··· Исходный текст

В полдень меня отпускали к вольноопределяющимся других эскадронов обедать, после чего можно было около часу валяться на походной койке, стараясь читать «Материю и память» Бергсона. За сим занятия возобновлялись… Раз в две недели – а это казалось огромным периодом – выпадала моя очередь нести караульную службу… Унтера на дежурстве коротали ночь вокруг стола с зажженной лампой, за чаем. Я старался не дремать и собирал материалы для книги «Рассказы караульного помещения»… Подсев к столу начальства, я однажды предложил рассказать сказку и прочел наизусть всего «Золотого петушка». Они слушали внимательно и в некоторых местах поддакивали: здорово, так его, складно. После этого я уже думал, что наладил с ними отношения, пока лежа на нарах, не услышал такой о себе отзыв вполголоса: «Ну, из этого вольнопера толку не выйдет, кишка тонка»… Меня точно штыком в грудь пронзила горькая обида: я чужой для них, везде чужой, одинокий…

«Но как я попал в эту казарменную канитель?» – размышлял я, притворяясь спящим. Я виноват уже в том, что не похож на них. Что мне их войны, бабы, водка? Они затопчут меня сапогами. Мне отвратительны эти усачи и вся их прямая каторга, этот ветер, этот юмор, эта жизнь без искусства, без мистерии. При всяком случае они издеваются над Богом. В Николаевском кавалерийском училище «молодого» спрашивают: «Что вы думаете, „молодой“, о бессмертии души?» – И «молодой» должен отвечать какой-то нигилистический, кощунственный вздор о том, что бессмертна лишь душа рябчика, если она попадает в желудок благородного корнета. Молодой не может сопротивляться и, если он возмутится, как когда-то возмутился Баратынский, он уже не найдет сочувствия в своем доме: все твои предки служили, а ты что за птица? Кто же будет защищать границы, наши широкие реки, если молодые так размякли? Деды горбом наживали, а ты хочешь, чтобы в паспорте проставили: недоросль из дворян? Или разночинец? А потому пей водку, научись подхалимствовать, издеваться над святостью, сломай себя. Тебе некуда податься. Ведь не к старообрядцам же в скиты – это те же взводные с бородами. Не к революционерам в кружки – это те же корнеты-атеисты. Ты один. Россия – это Цирцея, превратившая всех в свиней, и они валяются по закутам, набив брюхи, растлив баб, позабыв об Итаке. Половина их острот касается испражнений, а другая – совокуплений, и вместо «лицо» они говорят «морда», «в морду», «мордой об стол».

······

## Набор заданий
#1 Ответьте на вопросы по отрывку о казарменной службе, каждый ответ дайте с новой строки с той же пометкой.
(а) Какую книгу в отрывке пытаются читать, лежа на походной койке?
(б) Как часто выпадала очередь нести караульную службу?
(в) В каком училище «молодого» спрашивают о бессмертии души?
#2 Продолжите отрывок о казарменной службе, начав сразу после его последнего предложения.
Строки данных здесь не используются.

··· Строки данных

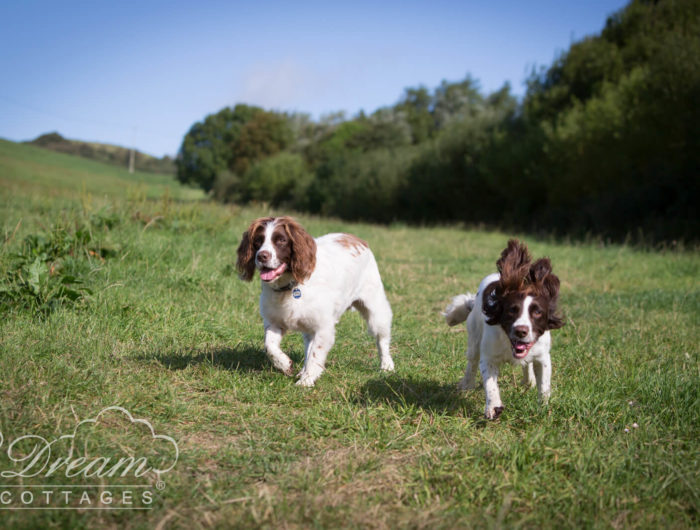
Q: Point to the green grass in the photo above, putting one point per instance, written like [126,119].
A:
[169,333]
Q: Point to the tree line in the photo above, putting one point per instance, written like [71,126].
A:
[605,141]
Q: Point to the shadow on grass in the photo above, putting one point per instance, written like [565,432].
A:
[431,396]
[243,358]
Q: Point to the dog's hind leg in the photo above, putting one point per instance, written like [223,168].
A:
[376,311]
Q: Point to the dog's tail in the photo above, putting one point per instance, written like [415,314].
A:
[459,309]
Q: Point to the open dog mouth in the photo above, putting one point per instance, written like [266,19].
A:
[269,275]
[520,348]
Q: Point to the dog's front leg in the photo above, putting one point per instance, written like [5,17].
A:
[543,375]
[494,406]
[317,346]
[528,375]
[279,359]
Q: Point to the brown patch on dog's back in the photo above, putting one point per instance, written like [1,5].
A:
[354,244]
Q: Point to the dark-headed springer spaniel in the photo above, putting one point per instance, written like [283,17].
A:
[508,320]
[307,285]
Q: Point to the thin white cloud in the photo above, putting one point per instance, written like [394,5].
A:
[275,86]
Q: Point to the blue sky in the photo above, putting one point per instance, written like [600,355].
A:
[142,72]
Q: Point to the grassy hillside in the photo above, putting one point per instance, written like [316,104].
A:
[170,334]
[110,154]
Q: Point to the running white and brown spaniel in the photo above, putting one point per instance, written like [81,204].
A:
[307,285]
[509,319]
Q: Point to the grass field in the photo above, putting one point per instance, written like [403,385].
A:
[152,318]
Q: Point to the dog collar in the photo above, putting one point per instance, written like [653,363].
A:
[291,285]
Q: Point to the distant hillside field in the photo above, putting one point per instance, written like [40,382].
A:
[29,170]
[110,154]
[118,292]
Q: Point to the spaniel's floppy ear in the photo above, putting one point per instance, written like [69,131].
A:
[303,259]
[514,265]
[245,263]
[540,270]
[546,284]
[493,302]
[550,286]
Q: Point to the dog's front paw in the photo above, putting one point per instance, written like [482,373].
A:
[493,413]
[308,376]
[466,384]
[305,380]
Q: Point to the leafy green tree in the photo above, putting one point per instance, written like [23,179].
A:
[206,148]
[263,135]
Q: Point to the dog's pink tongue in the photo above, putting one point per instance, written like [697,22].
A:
[521,349]
[269,275]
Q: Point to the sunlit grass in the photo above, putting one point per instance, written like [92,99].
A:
[172,335]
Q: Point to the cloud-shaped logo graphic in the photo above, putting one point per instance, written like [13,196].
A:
[85,453]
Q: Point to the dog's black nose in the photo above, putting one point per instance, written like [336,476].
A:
[520,331]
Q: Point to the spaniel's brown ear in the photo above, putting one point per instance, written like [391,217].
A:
[245,263]
[540,270]
[514,265]
[492,300]
[303,259]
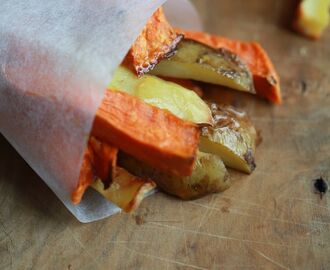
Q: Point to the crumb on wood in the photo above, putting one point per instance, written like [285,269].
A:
[259,137]
[321,186]
[139,220]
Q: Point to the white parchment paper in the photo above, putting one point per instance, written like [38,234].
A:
[56,58]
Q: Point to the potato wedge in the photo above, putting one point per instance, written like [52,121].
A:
[209,175]
[183,103]
[126,190]
[312,18]
[232,138]
[197,61]
[265,77]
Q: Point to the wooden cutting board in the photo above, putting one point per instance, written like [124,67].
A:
[271,219]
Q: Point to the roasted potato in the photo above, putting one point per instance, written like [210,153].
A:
[209,176]
[170,96]
[126,190]
[232,137]
[312,18]
[197,61]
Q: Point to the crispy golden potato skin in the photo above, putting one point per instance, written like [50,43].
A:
[209,176]
[232,138]
[197,61]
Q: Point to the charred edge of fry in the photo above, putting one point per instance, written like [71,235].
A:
[170,146]
[171,50]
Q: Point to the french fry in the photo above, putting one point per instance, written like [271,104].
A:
[100,160]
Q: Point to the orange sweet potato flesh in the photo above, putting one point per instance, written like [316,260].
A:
[157,40]
[100,160]
[266,80]
[148,133]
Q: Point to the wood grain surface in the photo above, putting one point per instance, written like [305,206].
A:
[271,219]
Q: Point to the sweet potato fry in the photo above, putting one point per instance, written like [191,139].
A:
[148,133]
[157,40]
[266,80]
[99,161]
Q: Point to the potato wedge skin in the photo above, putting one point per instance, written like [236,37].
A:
[209,176]
[265,77]
[197,61]
[232,137]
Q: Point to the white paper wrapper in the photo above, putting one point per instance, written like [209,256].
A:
[57,56]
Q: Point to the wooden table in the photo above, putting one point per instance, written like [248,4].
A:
[271,219]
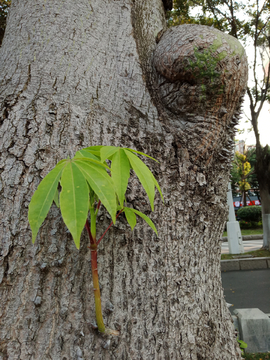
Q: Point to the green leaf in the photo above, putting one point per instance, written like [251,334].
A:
[101,183]
[143,154]
[107,151]
[144,174]
[120,172]
[131,217]
[74,200]
[146,218]
[43,197]
[94,162]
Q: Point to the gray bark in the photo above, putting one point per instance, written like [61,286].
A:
[74,74]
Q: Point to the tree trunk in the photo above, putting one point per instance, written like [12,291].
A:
[75,74]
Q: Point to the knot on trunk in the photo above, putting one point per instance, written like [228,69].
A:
[200,69]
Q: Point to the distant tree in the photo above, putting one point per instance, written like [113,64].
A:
[243,170]
[250,23]
[252,176]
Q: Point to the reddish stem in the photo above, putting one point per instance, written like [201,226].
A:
[102,236]
[87,226]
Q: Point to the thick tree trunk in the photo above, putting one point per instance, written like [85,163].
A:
[75,74]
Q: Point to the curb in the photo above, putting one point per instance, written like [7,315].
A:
[245,264]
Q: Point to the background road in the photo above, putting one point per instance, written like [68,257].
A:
[247,289]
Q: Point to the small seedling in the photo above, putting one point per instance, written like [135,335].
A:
[86,182]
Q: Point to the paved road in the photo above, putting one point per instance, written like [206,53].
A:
[247,289]
[249,245]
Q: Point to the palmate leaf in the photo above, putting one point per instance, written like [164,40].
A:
[120,172]
[74,200]
[43,197]
[144,174]
[145,217]
[101,183]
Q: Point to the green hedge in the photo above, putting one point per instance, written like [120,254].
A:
[250,213]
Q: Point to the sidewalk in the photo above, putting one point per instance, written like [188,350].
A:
[245,263]
[249,245]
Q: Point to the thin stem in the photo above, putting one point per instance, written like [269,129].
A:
[102,236]
[94,265]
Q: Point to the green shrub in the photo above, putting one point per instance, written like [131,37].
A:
[250,213]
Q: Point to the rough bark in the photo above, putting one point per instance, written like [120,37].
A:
[75,74]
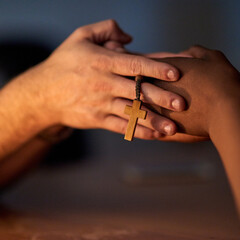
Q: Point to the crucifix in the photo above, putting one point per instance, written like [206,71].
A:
[134,111]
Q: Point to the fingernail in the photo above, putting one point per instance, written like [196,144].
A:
[168,129]
[171,75]
[176,104]
[157,134]
[120,50]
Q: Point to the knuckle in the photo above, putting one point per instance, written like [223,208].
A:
[112,24]
[82,32]
[101,62]
[218,53]
[136,67]
[165,100]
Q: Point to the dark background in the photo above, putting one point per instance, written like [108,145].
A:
[107,168]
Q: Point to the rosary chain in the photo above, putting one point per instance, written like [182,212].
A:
[138,80]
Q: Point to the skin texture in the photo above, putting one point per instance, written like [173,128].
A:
[83,84]
[211,86]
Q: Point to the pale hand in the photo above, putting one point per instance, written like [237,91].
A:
[80,85]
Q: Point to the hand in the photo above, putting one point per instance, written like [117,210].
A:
[208,82]
[80,84]
[178,137]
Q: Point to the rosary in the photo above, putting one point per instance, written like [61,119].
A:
[134,111]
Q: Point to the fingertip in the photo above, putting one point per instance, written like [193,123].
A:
[173,75]
[178,104]
[170,129]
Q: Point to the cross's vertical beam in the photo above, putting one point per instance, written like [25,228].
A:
[135,112]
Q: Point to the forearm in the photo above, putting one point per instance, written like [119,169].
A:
[225,134]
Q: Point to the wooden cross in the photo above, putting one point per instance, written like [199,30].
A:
[135,112]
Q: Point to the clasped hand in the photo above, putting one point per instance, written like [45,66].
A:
[84,84]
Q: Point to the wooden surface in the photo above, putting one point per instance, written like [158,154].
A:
[92,203]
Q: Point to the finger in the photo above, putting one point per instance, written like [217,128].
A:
[153,121]
[119,125]
[125,88]
[104,31]
[132,65]
[115,46]
[182,137]
[167,55]
[197,51]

······

## Ожидаемые ответы
#1
(а) «Материю и память» Бергсона.
(б) Раз в две недели.
(в) В Николаевском кавалерийском училище.

#2
…Однажды вечером за мной пришел вестовой из офицерского собрания и сказал, что мне приказано явиться на ужин. Я сел в конце стола, но сразу должен был опять встать: все хором затянули что-то, и мне сказали нести на подносе стакан командиру полка. Пели так: «Просим младшего корнета поднести бокал вина. Хороша традиция эта, Федор Карлыч, пей до дна!» После чего мне стали наливать водку, ром, вино и смесь, и через несколько минут я почувствовал себя уютно и приподнято-радостно. Толстый ротмистр Нарышкин, которого называли Диди, обняв меня, усадил рядом и стал говорить, что он очень знает моих дядей, «а ты, скотина, на службу приехал и книжки привез, нехорошо, брат, брось их козе под хвост, пой со всеми: „Щуку я словила, уху я сварила“»… Комната закачалась, будто среди метели, поднималась и замирала вьюга, приближался и удалялся гул голосов. Из тумана выплывали лица, энергичные или сонные… Некоторые издали внимательно смотрели на меня: экзаменуют, сообразил я.

Диди тоже следил за мной и всякий раз, как я задумывался, тихо говорил:

– Опять про свои книги дурацкие думает! Да живи ты просто. Я редко с кем сразу перехожу на ты, а ты не ценишь. Надулся, как индюк какой-то!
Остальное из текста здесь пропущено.